start Page excerpt

Key offensive metrics, such as Goals,
Effective.Kicks, and Effective.Handballs, show
strong positive coefficients and highly significant p-values. This
indicates that these actions greatly boost the chances of receiving
votes and serve as reliable predictors. While ineffective actions like
Ineffective.Kicks and Ineffective.Handballs
also have positive coefficients, their impact is somewhat less
pronounced, though they still hold statistical significance.
Defensive metrics are equally important. Tackles (inside and outside
the 50-metre arc) and intercepts (possessions and marks) both positively
contribute to vote-getting. This highlights the value of defensive
efforts in gaining recognition. On the flip side, negative coefficients
for actions like Frees.Against suggest that penalties and
failures can hinder the likelihood of receiving votes.
Team performance metrics play a crucial role as well. The model indicates that winning a match and the nature of losses significantly influence vote counts, with losses having a notably negative impact. Team scoring and opponent scoring further illustrate how overall game outcomes affect individual recognition.
As I assumed, the model also takes into a player’s primary position, with midfielders more likely to receive votes than those playing in other positions, such as rucks and medium defenders.
But most eye-opening, is that coaches votes have a significant relationship to vote-getting on Brownlow Medal night, with all combinations of coaches votes (from 1 to 10) being significant variables in the model.

end Page excerpt

## Exercise instructions
(a) Reproduce the passage on the Brownlow vote model from "Defensive metrics are" to "of receiving votes.".
(b) Summarize the passage on the Brownlow vote model in two sentences.
(c) Carry the passage on the Brownlow vote model forward from its last sentence.
The entries below come from a separate source.

start Supplied records

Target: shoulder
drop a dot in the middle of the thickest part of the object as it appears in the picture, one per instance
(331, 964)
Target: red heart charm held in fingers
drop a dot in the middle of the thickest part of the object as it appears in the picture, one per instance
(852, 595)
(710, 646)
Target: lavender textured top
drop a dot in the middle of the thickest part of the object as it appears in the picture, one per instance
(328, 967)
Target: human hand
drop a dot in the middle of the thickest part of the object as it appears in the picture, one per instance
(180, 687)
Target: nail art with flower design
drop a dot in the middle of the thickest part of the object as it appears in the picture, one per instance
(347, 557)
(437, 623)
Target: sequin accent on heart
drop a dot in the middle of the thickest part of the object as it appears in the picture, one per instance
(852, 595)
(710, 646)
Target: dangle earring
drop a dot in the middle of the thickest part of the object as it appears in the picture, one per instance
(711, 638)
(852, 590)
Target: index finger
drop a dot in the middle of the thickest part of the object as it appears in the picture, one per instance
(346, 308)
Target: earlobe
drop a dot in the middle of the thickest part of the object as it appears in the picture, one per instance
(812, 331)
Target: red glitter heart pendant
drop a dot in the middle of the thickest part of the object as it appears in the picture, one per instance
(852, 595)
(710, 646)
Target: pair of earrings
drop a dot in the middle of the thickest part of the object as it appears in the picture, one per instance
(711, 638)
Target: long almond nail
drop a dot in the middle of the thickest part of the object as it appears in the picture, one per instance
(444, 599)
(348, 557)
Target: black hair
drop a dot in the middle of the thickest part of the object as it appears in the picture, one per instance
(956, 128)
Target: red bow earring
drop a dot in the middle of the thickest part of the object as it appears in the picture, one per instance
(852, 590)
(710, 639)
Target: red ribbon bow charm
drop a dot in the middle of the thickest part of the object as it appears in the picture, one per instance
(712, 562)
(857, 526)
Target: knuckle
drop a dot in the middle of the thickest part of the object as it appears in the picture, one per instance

end Supplied records

## Outputs by task
(a)
Defensive metrics are equally important. Tackles (inside and outside
the 50-metre arc) and intercepts (possessions and marks) both positively
contribute to vote-getting. This highlights the value of defensive
efforts in gaining recognition. On the flip side, negative coefficients
for actions like Frees.Against suggest that penalties and
failures can hinder the likelihood of receiving votes.

(b) Offensive actions such as goals and effective kicks and handballs are strong, reliable predictors of Brownlow votes, defensive actions like tackles and intercepts also contribute, and frees against lower the likelihood of votes. Winning matches, playing as a midfielder and, most strikingly, receiving coaches votes all significantly affect vote counts.

(c)
I’ve decided not to regularize or reduce the model because my primary goal was to capture as much detailed information as possible from the available data. Since the Brownlow Medal voting process is subjective and influenced by a multitude of factors, I wanted to ensure that no potentially valuable information was excluded from the model. Regularizing or simplifying the model could have risked losing some of this nuance, potentially missing out on subtle patterns that contribute to how votes are awarded. By allowing the model to be more complex, I aimed to increase its ability to pick up on these smaller details, which may be critical in accurately predicting votes in tight races or less obvious matchups. In this case, maximizing the model’s flexibility was more important than trying to prevent overfitting, as I believe the richness of the data outweighs the potential risks of over-complication.
Overall, this model emphasizes the complex nature of player performance evaluation, weaving together offensive skills, defensive capabilities, team success, and external recognition to predict Brownlow Votes. The combination of significant variables and their highly significant p-values suggests that excelling in multiple areas of the game is essential for gaining votes.
The model testing process involves applying the trained model to a new season’s data to predict the Brownlow Medal votes for each player in each game. This testing phase assesses the model’s performance and ensures its predictions are reliable and accurate.
#Create dataset that encompasses the testing period
brownlow_test <- brownlow_data %>%
filter(Year == test_season)
#Print the table in the nice format
datatable(head(brownlow_test,100), options = list(scrollX = TRUE, pageLength = 5))
After a quick peek of the 2024 data, I then standardise the numeric
values on the same scale as the training set, as well as create dummy
variables for the categorical variables Coaches.Votes,
Team.Result and Position.
#Standardise the numeric values, based on the training set
brownlow_test[,8:(ncol(brownlow_test)-4)] <- scale(brownlow_test[,8:(ncol(brownlow_test)-4)],
center=train_numeric_standardised.center,
scale=train_numeric_standardised.scale)
#Create dummy variables for Coaches Votes, Team Result and Position
brownlow_test <- dummy_cols(brownlow_test,
select_columns = c('Coaches.Votes', 'Team.Result', 'Position'),
remove_selected_columns = TRUE)
Next, the trained model is used to make predictions on the test data. The probabilities of receiving different vote counts (0, 1, 2, or 3 votes) are calculated for each player in each game.
#Use the predict function to make predictions on the test data
predictions <- predict(my_model,
newdata = brownlow_test %>% select(-Brownlow.Votes),
type = 'prob')
#Transform the predictions into a dataframe that is readable
predictions_probability_matrix <- data.frame(matrix(unlist(predictions),
nrow = nrow(brownlow_test)))
#Change the column names of the predictions_probability_matrix dataframe
colnames(predictions_probability_matrix) <- c("Votes.0", "Votes.1", "Votes.2", "Votes.3")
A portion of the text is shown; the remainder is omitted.